**Source passage**
-- Opening Marker --
On the question of suicide bombing, Bangash told the Vancouver Sun that he opposes the targeting of innocent civilians. He argues that suicide bombing is an act of desperation by a people who do not have the tanks, aircraft and advanced weaponry – "it's the Israelis who have them, they are using them, and people under occupation have the right under international law to resist their occupiers." He also claimed that suicide bombers usually attack military targets. In the same speech, Bangash expressed his vision that Israel will cease to exist and will be replaced by an Islamic regime, stating that:

“Allah willing, I see that day when we, the Muslims, will march on Palestine and liberate Palestine for all the people in the world. For the Jewish people, for the Christian people and for the Muslim people, they will all be living as equal citizens.”

At an Al-Quds Day rally held in August 2013, Bangash stated that Queen's Park has become a "Zionist occupied territory" and that charged that Canadian Prime Minister Stephen Harper and Ontario Premier Kathleen Wynne "are leading Canada in the wrong direction." Bangash also called for the rally's participants to "continue to speak for the Palestinians under oppression" until "all of Palestine is liberated from Zionist occupation" and predicted that "Zionism will be eternally shamed."

===2006 Israel-Lebanon War===
Bangash was active in protests against the 2006 Israel-Lebanon war and at one point elicited cheers when he announced the number of Israeli soldiers killed by Hezbollah forces during the conflict.
-- Closing Marker --
**Apply what you read**
a) Answer these questions from the passage about Bangash.
(i) To which newspaper did Bangash say he opposes the targeting of innocent civilians?
(ii) What did Bangash say Queen's Park had become, at the Al-Quds Day rally in August 2013?
(iii) What did Bangash announce at the 2006 protests that drew cheers?
b) Continue the passage about Bangash, starting right after its final sentence.

**Entries provided**
-- Opening Marker --
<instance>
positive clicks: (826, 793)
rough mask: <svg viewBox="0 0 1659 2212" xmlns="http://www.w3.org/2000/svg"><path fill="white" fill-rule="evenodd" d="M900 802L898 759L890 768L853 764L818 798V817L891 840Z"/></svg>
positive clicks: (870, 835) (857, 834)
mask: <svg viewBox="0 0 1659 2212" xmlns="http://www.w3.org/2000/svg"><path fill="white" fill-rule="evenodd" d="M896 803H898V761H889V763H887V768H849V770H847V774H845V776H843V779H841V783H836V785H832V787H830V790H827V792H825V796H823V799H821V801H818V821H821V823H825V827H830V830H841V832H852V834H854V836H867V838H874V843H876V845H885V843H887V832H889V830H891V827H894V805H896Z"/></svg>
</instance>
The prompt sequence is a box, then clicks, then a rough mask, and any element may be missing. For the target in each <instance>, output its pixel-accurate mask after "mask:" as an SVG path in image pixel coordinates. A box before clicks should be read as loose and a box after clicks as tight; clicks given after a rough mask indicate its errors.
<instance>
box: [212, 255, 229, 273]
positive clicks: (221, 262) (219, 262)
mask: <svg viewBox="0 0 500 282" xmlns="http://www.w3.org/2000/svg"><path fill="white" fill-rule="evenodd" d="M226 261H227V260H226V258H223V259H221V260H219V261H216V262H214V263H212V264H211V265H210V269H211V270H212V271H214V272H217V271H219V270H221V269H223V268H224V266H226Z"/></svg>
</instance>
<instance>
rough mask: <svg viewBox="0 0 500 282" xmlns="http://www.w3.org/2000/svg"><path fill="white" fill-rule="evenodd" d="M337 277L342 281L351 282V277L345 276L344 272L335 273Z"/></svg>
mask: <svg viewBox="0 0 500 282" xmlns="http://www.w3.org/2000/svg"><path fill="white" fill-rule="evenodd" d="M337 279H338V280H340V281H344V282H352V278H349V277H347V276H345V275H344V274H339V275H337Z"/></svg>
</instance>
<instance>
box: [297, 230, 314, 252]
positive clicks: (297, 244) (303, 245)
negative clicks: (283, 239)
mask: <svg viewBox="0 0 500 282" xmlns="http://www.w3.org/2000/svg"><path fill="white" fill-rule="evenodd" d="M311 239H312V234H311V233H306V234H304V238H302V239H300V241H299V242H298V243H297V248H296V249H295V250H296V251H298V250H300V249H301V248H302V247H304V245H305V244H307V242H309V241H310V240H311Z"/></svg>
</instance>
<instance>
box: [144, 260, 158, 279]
-- Closing Marker --
**Solved tasks**
a)
(i) The Vancouver Sun.
(ii) A "Zionist occupied territory."
(iii) The number of Israeli soldiers killed by Hezbollah forces during the conflict.

b)
===Criticism of Taliban and Osama bin Laden===
Bangash has criticised the Taliban and Osama bin Laden by saying their strategy was "the most stupid approach to take because you cannot convince the U.S. by attacking the U.S. You cannot force the U.S. to change its policies; you have to change your own situation in Muslim countries." He has also criticised Bin Laden's call for jihad against the West saying "An individual cannot issue a jihad... Only highly qualified scholars respected through the Muslim world can do that, not somebody sitting on some mountain."

===Canadian intervention in Afghanistan===
Bangash has spoken at rallies which oppose Canada's role in the invasion of Afghanistan and call for a national referendum on Canada's continued participation in the war.

==Relationship with non-Muslims==
Bangash told the Toronto Star that when his Richmond Hill mosque opened, he and his congregation "went out of our way to contact the neighbours, contact the churches, Jewish groups, all kinds of people. We have invited to this centre United Church ministers to come and speak, Mennonite pastors to come and speak." In 2005, the mosque held a service in which every member of the congregation was asked to bring someone who was non-Muslim. Speaking to reporter Michael Valpy, Bangash said that the mosque was packed and that "The congregation was thrilled by the result". Following the 9-11 attacks a Mennonite pastor, Gordon Alton, contacted the mosque. Bangash, in his words, "stretched the rules of Islam" to the limit and asked Alton to preach at the mosque. "I think never in history had that been done before," Bangash said, "but I felt we needed to return [his] gesture."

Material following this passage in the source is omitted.